Brief :: Reproduce, word for word, everything in the forum thread on mounting a tractor plow to a Honda Recon from "## Zach (Nov" down to "of the plow?".

Document extract ::
········

# Club Cadet plow on Honda Recon



## Zach (Nov 19, 2008)

I found a snow plow from a club cadet for really cheap and I have a friend who would help me weld up a mount for it, but is it that simple?? will the plow fit right? does anyone know where II can find the dimensions of the plow?

here are some pictures that should help...


----------



## hondarecon4435 (Mar 13, 2008)

yes it is really that simple. I have a bolens tractor plow i got off craigslist on my rancher for $50. i have a welding machine but it is broken so i built the mount and put it together with only bolts. i way overbuilt the thing out of 1/4 inch steel and it has no chance of breaking the frame would break first. also my friend(hondareconpby98) has a john deere plow he got off craigslist on his too we also built the mount for his using only bolts. we havent had any snow yet but we have been pushing alot of dirt that weighs alot more than the snow will so we are pretty confident they will hold up well once the snow hits.


----------



## hondarecon4435 (Mar 13, 2008)

also i plowed with my recon last year and they are very nice machines for there size and being 2wd they can move a good bit of snow


----------



## EaTmYtAiLpIpEs (Aug 23, 2007)

You already bascially have the push tubes. Just buy a cycle country mount for your quad. that's what I have and I have a farmall plow. I paid $20 for it. Here is the forum when I made my plow. Remember I had to make my own push tubes for the plow. Also if you look how my plow frame is also attached in the front. none like cycle country and moose plows arent they sway at the front of the quad. Mine doesn't. Let me know if you have any questions.

········

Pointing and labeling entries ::
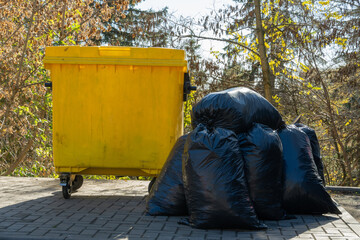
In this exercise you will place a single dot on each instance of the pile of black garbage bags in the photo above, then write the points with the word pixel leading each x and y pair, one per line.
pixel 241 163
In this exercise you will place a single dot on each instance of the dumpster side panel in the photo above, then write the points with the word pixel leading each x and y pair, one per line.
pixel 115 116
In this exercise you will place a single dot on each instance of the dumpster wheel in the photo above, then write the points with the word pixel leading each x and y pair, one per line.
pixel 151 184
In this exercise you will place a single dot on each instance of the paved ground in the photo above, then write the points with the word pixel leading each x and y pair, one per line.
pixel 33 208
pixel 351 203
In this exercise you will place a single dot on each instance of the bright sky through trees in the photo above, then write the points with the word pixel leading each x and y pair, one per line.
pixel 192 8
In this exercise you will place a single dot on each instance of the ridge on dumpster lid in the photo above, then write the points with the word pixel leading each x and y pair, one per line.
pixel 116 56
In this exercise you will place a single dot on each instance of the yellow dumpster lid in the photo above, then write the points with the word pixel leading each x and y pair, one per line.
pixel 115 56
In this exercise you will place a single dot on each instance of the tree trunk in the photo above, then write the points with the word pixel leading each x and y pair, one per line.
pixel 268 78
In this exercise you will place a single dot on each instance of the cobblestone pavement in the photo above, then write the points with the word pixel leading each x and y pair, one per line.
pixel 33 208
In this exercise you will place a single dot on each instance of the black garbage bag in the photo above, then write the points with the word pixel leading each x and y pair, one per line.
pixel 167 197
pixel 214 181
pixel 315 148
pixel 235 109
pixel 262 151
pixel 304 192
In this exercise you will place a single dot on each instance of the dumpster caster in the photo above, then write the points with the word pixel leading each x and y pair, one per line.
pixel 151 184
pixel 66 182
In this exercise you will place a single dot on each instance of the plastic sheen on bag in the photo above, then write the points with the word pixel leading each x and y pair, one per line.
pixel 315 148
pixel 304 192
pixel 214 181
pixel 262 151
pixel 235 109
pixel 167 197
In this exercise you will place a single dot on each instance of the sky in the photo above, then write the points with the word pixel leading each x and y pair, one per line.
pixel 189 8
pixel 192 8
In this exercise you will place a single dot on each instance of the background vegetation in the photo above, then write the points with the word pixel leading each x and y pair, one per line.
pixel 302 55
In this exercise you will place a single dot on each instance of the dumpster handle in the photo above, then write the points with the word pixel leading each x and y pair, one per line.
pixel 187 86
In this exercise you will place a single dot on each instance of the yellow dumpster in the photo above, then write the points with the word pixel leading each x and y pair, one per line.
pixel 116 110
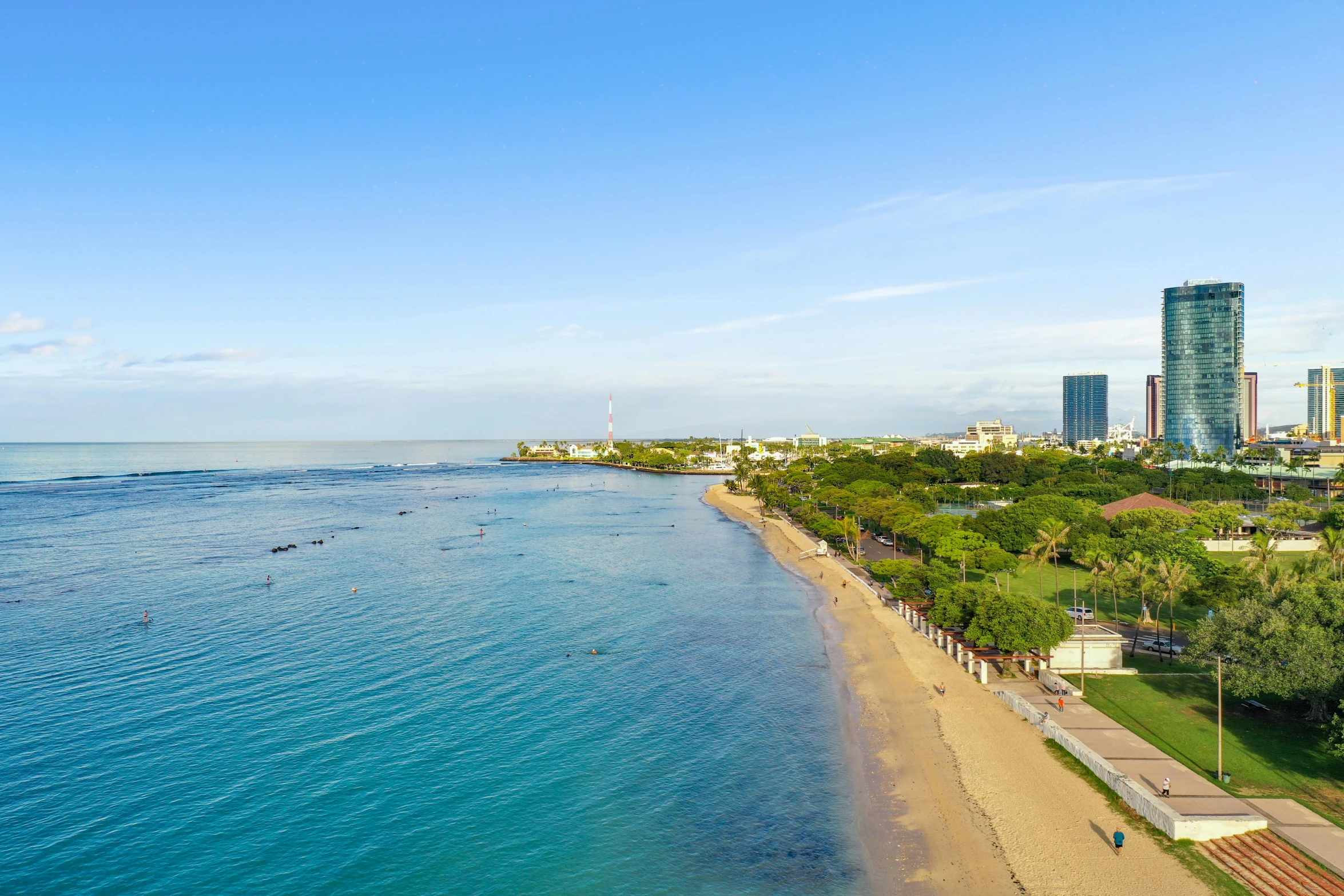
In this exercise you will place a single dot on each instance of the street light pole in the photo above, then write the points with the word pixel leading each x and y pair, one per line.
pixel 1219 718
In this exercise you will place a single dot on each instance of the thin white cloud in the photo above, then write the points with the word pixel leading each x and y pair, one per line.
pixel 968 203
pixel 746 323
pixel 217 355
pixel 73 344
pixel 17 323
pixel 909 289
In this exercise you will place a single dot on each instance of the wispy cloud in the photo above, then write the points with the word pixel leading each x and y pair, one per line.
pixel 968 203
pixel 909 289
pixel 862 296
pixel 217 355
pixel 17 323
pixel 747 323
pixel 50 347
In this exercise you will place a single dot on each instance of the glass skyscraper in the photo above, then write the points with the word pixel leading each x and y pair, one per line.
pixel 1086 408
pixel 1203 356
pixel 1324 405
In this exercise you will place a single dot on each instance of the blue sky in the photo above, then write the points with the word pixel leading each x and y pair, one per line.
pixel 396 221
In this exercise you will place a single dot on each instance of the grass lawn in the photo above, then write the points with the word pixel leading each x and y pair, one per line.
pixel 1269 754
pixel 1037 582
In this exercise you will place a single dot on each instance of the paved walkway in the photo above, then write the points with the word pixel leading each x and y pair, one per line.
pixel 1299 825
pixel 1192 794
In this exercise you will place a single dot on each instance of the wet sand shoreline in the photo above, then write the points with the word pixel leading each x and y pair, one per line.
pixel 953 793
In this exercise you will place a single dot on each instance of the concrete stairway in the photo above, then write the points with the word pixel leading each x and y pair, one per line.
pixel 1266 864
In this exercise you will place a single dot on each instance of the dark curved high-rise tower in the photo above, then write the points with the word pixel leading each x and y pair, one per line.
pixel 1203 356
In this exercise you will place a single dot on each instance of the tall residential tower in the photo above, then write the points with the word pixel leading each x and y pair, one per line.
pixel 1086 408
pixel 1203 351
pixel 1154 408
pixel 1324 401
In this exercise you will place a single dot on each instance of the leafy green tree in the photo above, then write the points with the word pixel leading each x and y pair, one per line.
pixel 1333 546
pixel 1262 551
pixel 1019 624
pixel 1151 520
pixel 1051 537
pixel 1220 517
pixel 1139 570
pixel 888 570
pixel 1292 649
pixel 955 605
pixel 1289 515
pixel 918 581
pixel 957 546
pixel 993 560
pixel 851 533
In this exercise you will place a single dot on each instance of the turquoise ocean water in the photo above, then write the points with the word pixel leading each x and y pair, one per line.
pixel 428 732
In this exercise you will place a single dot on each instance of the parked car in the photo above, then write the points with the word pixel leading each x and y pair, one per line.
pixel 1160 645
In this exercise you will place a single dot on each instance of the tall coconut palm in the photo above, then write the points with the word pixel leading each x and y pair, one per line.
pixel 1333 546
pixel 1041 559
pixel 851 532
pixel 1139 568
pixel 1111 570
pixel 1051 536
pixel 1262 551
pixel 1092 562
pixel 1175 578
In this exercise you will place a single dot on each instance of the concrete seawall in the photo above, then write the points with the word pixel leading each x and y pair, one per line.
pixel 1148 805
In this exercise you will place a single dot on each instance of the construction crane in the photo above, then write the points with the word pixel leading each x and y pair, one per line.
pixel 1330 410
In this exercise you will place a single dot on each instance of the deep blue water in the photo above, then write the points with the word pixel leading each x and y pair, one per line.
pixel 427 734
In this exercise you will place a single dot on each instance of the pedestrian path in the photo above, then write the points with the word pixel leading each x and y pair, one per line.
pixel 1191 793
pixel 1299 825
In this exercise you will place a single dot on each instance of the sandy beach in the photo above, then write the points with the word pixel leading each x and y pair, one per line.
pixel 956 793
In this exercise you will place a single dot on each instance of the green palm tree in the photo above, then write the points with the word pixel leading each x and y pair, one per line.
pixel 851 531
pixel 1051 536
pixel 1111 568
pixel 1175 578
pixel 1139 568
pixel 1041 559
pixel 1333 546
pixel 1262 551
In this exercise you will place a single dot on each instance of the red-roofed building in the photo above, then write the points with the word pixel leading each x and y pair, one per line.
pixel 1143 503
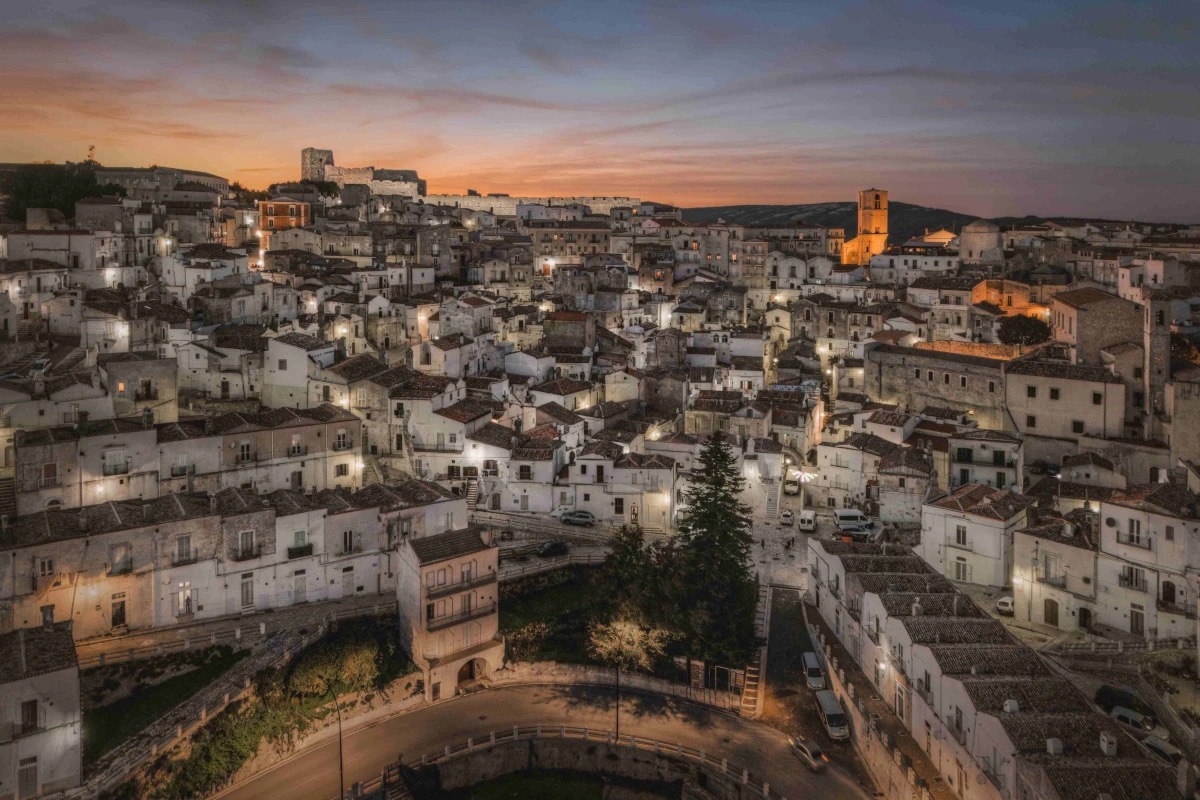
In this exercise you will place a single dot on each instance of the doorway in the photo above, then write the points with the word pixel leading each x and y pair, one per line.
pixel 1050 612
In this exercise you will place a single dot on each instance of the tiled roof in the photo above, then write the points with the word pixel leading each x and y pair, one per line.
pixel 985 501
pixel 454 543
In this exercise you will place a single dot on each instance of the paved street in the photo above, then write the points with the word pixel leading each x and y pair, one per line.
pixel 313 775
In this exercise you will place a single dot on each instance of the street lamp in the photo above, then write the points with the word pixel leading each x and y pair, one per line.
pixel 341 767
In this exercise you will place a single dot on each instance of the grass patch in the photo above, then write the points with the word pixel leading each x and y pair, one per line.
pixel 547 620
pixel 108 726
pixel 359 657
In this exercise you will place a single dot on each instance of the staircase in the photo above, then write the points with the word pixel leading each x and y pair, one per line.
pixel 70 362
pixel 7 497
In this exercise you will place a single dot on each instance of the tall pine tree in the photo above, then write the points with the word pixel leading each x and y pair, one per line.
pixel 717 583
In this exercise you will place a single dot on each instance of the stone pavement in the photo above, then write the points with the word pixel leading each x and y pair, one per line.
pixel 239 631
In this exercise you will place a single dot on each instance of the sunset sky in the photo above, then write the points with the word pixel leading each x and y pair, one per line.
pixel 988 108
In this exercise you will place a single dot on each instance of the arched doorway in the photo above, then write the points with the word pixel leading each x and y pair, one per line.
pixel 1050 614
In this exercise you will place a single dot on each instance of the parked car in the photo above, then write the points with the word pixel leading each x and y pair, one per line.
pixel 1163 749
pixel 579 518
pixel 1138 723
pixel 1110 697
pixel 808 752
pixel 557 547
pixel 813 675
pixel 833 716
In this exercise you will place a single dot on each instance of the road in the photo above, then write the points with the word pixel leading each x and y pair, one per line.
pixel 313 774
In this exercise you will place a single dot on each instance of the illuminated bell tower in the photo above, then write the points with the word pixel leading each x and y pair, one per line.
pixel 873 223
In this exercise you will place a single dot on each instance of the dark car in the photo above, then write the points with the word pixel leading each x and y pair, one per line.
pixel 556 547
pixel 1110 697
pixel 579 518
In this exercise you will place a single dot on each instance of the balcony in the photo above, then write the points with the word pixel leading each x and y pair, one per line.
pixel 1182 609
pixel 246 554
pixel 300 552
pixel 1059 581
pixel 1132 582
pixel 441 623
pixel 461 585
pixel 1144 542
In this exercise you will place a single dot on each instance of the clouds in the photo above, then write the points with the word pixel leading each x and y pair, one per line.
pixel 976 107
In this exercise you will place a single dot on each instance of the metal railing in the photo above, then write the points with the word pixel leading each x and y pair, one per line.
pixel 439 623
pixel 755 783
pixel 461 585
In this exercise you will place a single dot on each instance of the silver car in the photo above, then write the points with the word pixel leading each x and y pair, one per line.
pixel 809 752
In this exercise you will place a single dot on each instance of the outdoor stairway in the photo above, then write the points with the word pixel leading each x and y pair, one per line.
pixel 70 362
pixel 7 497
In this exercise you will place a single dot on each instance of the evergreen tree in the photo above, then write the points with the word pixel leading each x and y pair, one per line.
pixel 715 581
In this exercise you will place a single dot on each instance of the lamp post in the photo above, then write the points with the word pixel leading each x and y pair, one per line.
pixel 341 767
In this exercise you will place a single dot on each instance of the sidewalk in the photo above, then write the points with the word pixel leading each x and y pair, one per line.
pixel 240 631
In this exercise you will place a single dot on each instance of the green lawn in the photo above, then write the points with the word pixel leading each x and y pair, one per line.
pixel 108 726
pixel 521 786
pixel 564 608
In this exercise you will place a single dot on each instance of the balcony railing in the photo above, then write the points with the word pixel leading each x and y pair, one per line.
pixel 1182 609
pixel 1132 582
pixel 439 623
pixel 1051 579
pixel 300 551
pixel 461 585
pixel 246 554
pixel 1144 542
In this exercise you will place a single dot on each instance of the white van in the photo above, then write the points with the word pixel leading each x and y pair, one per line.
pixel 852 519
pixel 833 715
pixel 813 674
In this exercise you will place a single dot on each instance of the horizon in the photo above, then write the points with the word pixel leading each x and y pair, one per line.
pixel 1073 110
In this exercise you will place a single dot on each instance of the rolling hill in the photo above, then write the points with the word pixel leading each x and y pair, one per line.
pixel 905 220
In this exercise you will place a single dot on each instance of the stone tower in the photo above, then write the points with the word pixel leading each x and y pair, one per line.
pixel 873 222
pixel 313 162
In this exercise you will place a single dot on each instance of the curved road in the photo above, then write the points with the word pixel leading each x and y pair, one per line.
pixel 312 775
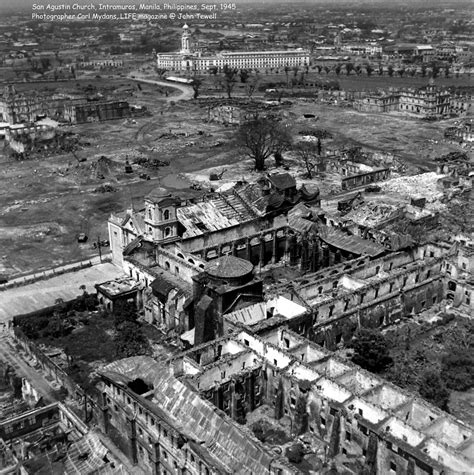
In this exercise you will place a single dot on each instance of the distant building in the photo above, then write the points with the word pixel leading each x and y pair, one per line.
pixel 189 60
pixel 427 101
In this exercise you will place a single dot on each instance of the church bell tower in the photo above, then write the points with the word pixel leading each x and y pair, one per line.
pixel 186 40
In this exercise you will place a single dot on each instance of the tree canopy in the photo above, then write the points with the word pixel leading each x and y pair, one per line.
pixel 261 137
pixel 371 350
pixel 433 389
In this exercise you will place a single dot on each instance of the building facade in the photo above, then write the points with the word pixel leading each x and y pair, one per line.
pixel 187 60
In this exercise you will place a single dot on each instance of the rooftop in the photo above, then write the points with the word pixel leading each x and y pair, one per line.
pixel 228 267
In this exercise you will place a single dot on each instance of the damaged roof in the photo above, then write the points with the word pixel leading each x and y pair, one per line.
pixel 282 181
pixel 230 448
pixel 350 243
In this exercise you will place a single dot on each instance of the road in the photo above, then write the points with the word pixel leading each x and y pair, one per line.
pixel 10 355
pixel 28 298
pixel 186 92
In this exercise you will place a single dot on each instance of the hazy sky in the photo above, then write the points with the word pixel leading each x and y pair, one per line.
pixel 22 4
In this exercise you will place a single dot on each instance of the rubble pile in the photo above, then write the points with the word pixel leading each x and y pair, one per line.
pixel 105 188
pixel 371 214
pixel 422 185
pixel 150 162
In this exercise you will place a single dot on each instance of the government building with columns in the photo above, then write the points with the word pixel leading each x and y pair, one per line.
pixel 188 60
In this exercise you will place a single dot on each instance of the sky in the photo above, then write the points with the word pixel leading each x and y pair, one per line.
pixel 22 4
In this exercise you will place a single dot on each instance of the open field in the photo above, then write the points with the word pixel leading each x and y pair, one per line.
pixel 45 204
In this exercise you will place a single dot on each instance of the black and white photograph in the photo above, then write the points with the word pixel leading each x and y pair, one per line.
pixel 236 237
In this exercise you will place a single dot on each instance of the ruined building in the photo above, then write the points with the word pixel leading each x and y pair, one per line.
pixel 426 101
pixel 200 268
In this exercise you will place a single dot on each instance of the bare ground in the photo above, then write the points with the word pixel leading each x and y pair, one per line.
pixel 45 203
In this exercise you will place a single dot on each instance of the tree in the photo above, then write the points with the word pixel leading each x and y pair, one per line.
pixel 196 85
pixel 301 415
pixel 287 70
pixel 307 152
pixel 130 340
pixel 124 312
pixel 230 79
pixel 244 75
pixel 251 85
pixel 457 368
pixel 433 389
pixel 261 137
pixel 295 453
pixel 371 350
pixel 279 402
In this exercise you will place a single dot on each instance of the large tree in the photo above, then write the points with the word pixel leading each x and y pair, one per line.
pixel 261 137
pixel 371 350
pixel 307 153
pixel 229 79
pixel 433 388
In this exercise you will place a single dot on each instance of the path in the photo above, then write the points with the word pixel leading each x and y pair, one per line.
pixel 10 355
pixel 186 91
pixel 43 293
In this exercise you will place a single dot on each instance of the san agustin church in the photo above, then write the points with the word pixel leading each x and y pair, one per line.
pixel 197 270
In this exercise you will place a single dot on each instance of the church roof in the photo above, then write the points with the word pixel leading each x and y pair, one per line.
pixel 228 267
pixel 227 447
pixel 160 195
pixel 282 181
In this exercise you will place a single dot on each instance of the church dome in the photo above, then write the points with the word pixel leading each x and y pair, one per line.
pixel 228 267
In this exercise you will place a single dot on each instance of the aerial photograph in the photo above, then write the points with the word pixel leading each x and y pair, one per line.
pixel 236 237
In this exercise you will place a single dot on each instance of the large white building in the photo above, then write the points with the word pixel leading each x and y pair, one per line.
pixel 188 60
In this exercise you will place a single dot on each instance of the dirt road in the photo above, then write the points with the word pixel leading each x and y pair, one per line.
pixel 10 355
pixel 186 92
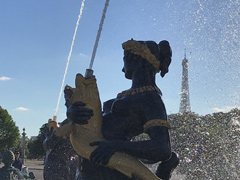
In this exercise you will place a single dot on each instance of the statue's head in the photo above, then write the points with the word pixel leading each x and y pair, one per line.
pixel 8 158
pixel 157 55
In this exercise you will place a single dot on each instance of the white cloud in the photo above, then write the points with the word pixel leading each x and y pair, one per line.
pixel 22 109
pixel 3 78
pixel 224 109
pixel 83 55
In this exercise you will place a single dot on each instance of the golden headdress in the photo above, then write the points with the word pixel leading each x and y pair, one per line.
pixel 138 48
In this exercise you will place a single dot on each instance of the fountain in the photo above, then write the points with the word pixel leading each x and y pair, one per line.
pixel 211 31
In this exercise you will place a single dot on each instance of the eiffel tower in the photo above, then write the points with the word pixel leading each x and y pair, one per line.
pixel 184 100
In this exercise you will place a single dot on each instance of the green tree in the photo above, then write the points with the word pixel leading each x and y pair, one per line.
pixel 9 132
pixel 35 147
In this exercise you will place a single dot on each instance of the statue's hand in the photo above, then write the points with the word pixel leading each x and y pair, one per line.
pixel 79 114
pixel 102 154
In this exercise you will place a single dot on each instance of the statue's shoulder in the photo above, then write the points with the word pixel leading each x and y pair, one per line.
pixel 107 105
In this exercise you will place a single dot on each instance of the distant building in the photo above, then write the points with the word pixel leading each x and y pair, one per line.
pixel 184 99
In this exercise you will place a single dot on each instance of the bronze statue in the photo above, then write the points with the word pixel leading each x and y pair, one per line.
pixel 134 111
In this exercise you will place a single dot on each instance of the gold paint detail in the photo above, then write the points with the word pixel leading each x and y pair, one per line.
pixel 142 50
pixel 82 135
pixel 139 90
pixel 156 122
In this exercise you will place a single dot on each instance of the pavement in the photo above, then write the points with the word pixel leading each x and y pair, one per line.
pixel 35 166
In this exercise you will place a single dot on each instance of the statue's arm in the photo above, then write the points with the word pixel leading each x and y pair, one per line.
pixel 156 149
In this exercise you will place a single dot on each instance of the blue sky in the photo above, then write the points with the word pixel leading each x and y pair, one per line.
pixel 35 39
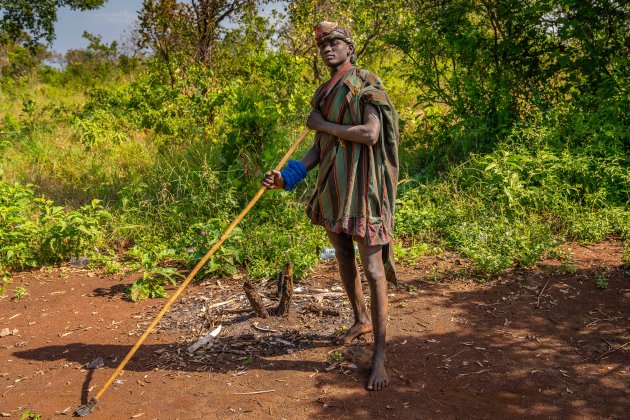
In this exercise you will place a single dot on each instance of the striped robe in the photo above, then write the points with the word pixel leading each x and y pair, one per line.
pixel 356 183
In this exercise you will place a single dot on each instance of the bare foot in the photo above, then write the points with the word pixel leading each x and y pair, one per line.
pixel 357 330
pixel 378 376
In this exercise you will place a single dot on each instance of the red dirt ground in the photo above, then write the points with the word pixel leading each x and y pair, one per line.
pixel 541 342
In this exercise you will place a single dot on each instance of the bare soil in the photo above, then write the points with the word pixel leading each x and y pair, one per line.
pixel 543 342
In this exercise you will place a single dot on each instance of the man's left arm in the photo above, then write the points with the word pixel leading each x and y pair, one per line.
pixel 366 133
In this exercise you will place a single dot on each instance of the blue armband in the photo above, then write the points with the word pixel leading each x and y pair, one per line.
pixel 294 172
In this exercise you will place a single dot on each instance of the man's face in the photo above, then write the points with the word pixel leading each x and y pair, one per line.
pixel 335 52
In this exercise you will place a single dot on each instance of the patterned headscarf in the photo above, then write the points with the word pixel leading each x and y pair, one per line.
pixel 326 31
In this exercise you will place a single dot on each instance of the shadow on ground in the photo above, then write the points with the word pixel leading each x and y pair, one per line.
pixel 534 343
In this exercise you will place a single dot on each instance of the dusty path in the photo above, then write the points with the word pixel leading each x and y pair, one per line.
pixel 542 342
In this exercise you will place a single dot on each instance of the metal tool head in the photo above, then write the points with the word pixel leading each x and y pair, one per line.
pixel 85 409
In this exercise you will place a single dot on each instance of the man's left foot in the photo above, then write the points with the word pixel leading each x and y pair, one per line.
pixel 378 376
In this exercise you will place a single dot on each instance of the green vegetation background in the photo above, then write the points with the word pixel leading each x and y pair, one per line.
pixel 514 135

········

Result ::
## Zach (Nov 19, 2008)

I found a snow plow from a club cadet for really cheap and I have a friend who would help me weld up a mount for it, but is it that simple?? will the plow fit right? does anyone know where II can find the dimensions of the plow?